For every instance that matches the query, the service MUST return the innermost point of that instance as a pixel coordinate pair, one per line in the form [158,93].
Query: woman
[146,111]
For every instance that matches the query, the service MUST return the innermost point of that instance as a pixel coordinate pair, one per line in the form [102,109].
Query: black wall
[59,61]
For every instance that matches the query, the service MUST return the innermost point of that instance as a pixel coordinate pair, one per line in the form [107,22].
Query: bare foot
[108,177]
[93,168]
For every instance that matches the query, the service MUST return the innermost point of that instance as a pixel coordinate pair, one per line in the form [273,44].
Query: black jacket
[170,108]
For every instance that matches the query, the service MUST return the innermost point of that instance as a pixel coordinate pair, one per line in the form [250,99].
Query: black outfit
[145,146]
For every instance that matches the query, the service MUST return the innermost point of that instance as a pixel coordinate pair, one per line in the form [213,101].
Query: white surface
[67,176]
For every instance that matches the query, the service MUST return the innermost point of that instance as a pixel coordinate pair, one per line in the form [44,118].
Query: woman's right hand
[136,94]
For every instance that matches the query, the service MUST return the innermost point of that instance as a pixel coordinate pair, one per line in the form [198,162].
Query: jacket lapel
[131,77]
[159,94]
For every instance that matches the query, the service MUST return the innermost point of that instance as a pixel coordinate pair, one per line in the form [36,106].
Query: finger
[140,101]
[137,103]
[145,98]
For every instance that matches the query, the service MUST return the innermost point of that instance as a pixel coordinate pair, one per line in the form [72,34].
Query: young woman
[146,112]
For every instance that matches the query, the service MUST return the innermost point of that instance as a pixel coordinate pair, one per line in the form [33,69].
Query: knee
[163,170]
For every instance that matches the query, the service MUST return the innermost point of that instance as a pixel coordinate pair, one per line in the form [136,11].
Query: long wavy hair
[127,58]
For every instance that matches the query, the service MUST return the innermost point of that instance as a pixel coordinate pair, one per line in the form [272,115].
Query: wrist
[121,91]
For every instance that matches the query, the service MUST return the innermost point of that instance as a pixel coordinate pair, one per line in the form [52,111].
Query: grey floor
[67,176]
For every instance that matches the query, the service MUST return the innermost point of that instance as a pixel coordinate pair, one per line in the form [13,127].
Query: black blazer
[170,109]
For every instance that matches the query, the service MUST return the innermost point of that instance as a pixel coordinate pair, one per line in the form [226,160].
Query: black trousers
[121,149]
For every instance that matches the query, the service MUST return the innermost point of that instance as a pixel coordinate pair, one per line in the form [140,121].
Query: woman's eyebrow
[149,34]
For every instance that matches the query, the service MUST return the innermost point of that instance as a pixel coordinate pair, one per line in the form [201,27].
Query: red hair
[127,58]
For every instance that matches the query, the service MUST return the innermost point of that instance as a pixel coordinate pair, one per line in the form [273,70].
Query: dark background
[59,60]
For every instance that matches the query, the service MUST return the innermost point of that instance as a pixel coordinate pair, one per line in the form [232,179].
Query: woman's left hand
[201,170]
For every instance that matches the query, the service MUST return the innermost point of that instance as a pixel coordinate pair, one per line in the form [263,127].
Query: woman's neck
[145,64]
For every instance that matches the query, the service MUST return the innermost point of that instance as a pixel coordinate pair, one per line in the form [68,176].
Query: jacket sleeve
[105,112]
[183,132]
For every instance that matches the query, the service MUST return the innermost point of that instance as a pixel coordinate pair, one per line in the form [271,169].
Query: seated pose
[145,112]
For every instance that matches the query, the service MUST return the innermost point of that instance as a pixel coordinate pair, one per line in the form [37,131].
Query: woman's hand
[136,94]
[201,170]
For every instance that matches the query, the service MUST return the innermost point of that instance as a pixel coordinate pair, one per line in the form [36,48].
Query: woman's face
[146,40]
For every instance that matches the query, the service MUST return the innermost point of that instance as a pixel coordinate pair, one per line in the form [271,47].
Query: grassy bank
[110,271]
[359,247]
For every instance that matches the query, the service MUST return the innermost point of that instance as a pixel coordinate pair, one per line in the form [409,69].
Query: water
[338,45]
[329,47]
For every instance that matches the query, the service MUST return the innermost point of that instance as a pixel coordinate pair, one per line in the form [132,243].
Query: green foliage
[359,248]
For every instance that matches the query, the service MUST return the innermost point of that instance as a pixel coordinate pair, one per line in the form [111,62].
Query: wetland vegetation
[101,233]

****

• [Exercise prompt] Repeat the material in full, exactly as written.

• [Output for this task]
For every instance that matches the query, the service MUST return the innermost point of that instance as a pixel coordinate pair, one per line in the form [158,93].
Query: woman
[146,111]
For every instance that matches the query, the service MUST return the innermost point of that instance as a pixel coordinate pair, one per line in the form [102,109].
Query: black wall
[59,61]
For every instance that matches the query, the service MUST return the innermost point of that instance as a pixel coordinate pair, one per line in the form [107,22].
Query: bare foot
[108,177]
[93,168]
For every instance that matches the query, the service MUST return the innermost point of that instance as a pixel coordinate pair, one per line in the form [273,44].
Query: black jacket
[170,108]
For every instance that matches the query, the service MUST return the innermost point of that instance as a pixel coordinate pair, one per line in the form [250,99].
Query: black outfit
[145,146]
For every instance that matches the query, the service MUST return the innermost point of that instance as a pixel coordinate pair, one per line in the form [213,101].
Query: white surface
[67,176]
For every instance that matches the query, the service MUST return the innermost point of that instance as a pixel coordinate pair, one per line in the form [44,118].
Query: woman's right hand
[136,94]
For every instance that matches the query, the service MUST return the innermost point of that instance as a pixel coordinate pair, one per line in the form [198,162].
Query: jacket lapel
[131,77]
[159,94]
For every instance that matches the query, the service MUST return the innermost point of that instance as a pixel coordinate pair, one per line in the form [36,106].
Query: finger
[140,101]
[137,103]
[145,98]
For every instance that matches the query, the service MUST return the innermost point of that instance as a pixel coordinate pair, one per line in the form [72,34].
Query: young woman
[146,112]
For every instance that matches the query, the service MUST return the innermost point of that instance as a pixel coordinate pair, one per line in the form [33,69].
Query: knee
[163,170]
For every instance that matches the query, the service MUST return the innermost point of that instance as a pixel coordinate pair, one per line in the form [136,11].
Query: long wavy hair
[127,58]
For every instance that matches the query, the service MUST return the innermost point of that instance as a pixel coordinate pair, one per line in the form [272,115].
Query: wrist
[121,91]
For every instance that matches the query, the service MUST return the innermost point of that instance as a pixel coordinate pair, one per line in the form [52,111].
Query: grey floor
[67,176]
For every instance that matches the query, the service MUST return the innermost point of that instance as a pixel coordinate pair, one per line in the form [13,127].
Query: black blazer
[170,109]
For every instance that matches the query, the service MUST return the innermost point of that instance as a pixel coordinate pair, one per line in the form [226,160].
Query: black trousers
[121,149]
For every instance that matches the query, the service MUST return the innermost point of that instance as a pixel coordinate pair, one per line in the form [140,121].
Query: woman's eyebrow
[149,34]
For every instance that matches the query, the service MUST return the innermost point of that instance as a pixel coordinate pair, one per line in the form [201,27].
Query: red hair
[127,58]
For every instance that matches the query, the service MUST return the innermost point of that instance as a pixel coordinate pair, one per line in the form [273,70].
Query: dark background
[59,60]
For every instance that matches the query, the service MUST return the innermost point of that instance as a pixel coordinate pair, one per line in the form [232,179].
Query: woman's left hand
[201,170]
For every instance that matches the query, the service MUST return the innermost point of that instance as a pixel coordinate pair, one per line in the form [263,127].
Query: woman's neck
[145,64]
For every instance that matches the query, the service MUST return the innermost point of that instance as a pixel coordinate pair, one per line in the form [68,176].
Query: jacket sleeve
[105,112]
[183,132]
For every instance that matches the query, the service MUST return the innermost point of that instance as a pixel coordinate pair, one per line in the form [271,169].
Query: seated pose
[145,112]
For every instance that matches the query, the service MUST return the innermost point of that instance as a pixel coordinate pair, one per line in the form [37,131].
Query: woman's hand
[136,94]
[201,170]
For every instance that matches the query, the service MUST return the innermost point of that instance as a pixel coordinate pair, one per line in the form [36,48].
Query: woman's face
[146,40]
For every instance that matches the query, the service MUST return the innermost point of that instance as a pixel coordinate pair, one per line in the form [271,47].
Query: grassy bank
[110,271]
[359,247]
For every instance that matches the query, the service MUST return the innermost point of that instance as a pixel coordinate pair, one per line in the form [409,69].
Query: water
[338,45]
[329,47]
For every instance that matches the query, the service MUST return the innermost point of that instance as a pixel coordinate pair, one per line in the form [132,243].
Query: green foliage
[359,248]
For every instance that matches the query, the service MUST return the innermost point of that instance as a pixel coordinate pair, one per line in the form [111,62].
Query: wetland vegetation
[101,233]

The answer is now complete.